● Task item
Using the records below, count the lines containing "target" and give only the total.

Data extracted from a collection
Content starts
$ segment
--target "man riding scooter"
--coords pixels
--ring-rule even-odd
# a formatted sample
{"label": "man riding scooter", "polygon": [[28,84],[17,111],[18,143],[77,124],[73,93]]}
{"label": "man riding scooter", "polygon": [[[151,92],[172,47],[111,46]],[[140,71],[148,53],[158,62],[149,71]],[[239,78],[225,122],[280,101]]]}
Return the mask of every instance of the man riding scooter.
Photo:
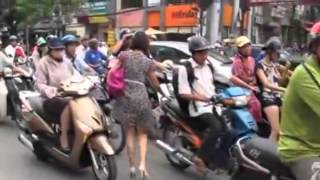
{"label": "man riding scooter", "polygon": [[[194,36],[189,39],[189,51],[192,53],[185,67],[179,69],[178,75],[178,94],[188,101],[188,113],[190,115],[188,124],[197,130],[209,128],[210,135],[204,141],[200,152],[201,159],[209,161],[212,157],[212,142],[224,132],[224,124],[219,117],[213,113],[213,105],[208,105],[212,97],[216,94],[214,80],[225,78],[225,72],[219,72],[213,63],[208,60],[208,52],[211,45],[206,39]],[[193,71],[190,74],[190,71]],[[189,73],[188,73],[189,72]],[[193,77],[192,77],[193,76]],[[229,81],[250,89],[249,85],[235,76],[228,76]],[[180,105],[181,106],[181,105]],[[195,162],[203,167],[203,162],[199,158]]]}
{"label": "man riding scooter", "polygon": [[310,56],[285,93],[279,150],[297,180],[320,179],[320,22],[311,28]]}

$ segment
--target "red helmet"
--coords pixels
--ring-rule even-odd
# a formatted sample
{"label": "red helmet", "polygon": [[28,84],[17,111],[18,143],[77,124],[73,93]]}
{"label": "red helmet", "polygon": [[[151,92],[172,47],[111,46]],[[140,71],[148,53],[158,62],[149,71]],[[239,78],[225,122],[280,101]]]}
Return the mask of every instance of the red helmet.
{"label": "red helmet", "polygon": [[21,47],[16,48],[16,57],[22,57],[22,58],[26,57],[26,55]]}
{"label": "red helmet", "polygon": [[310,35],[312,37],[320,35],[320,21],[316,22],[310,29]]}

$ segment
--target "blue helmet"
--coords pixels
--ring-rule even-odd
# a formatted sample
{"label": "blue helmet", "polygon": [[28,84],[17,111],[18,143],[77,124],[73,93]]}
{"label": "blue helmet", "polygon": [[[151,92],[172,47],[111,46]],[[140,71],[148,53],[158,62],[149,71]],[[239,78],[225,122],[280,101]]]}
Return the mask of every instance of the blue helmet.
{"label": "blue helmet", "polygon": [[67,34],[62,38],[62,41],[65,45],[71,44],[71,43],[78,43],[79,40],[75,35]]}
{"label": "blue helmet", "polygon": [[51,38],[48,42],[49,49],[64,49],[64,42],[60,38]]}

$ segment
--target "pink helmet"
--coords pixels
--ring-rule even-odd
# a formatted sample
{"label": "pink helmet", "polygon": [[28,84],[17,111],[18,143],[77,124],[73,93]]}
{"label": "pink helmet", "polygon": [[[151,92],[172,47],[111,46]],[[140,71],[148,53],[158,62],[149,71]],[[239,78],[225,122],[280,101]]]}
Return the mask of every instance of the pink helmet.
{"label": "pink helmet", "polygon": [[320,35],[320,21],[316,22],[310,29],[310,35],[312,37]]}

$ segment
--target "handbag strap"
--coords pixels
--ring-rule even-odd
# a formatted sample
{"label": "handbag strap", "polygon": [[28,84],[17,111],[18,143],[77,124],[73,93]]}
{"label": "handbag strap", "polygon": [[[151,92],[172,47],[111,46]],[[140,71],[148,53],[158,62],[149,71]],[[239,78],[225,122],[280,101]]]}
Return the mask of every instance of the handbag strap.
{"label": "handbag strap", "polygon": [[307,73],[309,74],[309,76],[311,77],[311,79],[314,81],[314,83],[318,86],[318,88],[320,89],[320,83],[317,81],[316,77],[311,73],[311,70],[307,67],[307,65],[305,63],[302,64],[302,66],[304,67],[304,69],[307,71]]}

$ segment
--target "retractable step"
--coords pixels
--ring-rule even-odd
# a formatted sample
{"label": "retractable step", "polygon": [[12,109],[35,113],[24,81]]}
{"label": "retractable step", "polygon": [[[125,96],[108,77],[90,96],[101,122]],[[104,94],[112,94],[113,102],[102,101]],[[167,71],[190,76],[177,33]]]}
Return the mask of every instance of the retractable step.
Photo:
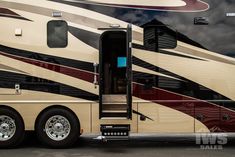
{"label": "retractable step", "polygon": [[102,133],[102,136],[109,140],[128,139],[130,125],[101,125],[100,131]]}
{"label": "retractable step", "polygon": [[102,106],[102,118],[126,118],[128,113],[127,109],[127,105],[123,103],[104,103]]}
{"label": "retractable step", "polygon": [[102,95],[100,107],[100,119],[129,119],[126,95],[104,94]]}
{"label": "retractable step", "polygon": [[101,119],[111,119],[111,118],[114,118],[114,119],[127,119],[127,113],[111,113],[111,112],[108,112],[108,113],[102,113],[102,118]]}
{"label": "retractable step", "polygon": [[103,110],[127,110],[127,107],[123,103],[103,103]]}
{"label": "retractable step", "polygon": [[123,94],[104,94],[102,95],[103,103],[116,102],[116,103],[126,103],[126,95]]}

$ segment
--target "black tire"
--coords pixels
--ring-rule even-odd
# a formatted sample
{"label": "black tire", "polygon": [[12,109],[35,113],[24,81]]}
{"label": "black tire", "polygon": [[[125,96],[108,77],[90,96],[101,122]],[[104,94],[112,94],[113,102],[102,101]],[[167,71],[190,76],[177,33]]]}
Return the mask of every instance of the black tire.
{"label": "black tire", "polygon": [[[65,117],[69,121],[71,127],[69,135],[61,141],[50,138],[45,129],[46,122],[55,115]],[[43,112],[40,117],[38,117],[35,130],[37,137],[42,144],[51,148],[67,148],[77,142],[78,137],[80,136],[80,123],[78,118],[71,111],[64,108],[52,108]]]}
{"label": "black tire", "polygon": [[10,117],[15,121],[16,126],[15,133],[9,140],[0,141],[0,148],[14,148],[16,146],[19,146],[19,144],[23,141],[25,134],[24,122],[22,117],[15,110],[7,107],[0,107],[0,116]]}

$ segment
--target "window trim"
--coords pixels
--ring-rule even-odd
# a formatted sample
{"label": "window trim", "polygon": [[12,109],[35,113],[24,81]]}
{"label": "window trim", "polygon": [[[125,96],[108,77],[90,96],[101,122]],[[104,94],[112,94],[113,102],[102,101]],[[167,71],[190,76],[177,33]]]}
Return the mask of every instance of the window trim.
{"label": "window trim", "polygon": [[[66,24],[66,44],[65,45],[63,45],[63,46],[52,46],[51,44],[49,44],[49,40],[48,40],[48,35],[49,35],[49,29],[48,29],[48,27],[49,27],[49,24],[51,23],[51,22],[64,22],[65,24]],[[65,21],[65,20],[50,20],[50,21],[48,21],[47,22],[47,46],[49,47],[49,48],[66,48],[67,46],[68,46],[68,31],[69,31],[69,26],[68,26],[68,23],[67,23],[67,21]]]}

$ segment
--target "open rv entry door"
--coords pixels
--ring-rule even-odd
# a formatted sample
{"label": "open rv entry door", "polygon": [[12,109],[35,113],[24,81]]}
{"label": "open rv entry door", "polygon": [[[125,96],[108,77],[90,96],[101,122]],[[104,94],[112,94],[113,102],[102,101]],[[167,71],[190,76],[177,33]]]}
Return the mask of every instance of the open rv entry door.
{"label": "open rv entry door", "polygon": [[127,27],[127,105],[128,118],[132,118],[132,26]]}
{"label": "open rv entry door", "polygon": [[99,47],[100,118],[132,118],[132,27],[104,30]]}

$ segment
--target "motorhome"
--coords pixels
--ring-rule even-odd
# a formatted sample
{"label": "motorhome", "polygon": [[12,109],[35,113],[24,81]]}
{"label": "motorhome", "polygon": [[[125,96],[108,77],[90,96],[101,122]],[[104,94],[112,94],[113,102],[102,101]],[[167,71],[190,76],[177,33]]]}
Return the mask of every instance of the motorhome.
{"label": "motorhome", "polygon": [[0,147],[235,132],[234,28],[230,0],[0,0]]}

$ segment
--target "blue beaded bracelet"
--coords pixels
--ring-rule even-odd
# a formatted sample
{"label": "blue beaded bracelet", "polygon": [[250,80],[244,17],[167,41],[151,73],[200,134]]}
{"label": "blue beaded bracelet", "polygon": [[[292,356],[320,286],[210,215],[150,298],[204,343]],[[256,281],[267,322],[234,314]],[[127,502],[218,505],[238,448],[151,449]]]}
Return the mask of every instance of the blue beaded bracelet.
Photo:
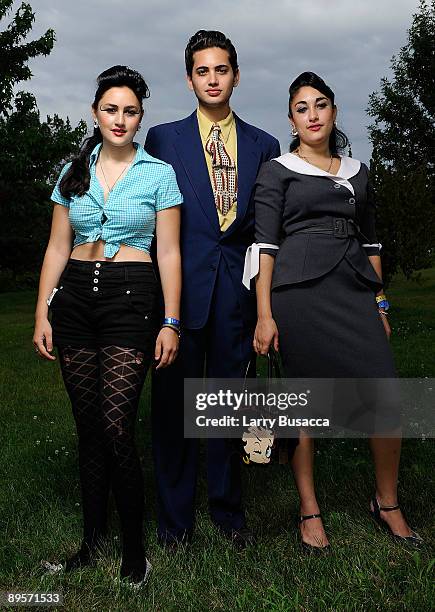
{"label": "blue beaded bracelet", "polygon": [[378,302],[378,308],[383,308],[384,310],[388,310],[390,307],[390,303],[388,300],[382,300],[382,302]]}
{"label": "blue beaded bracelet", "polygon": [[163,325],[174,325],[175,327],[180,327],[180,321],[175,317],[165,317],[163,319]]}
Content ends
● Reply to the task
11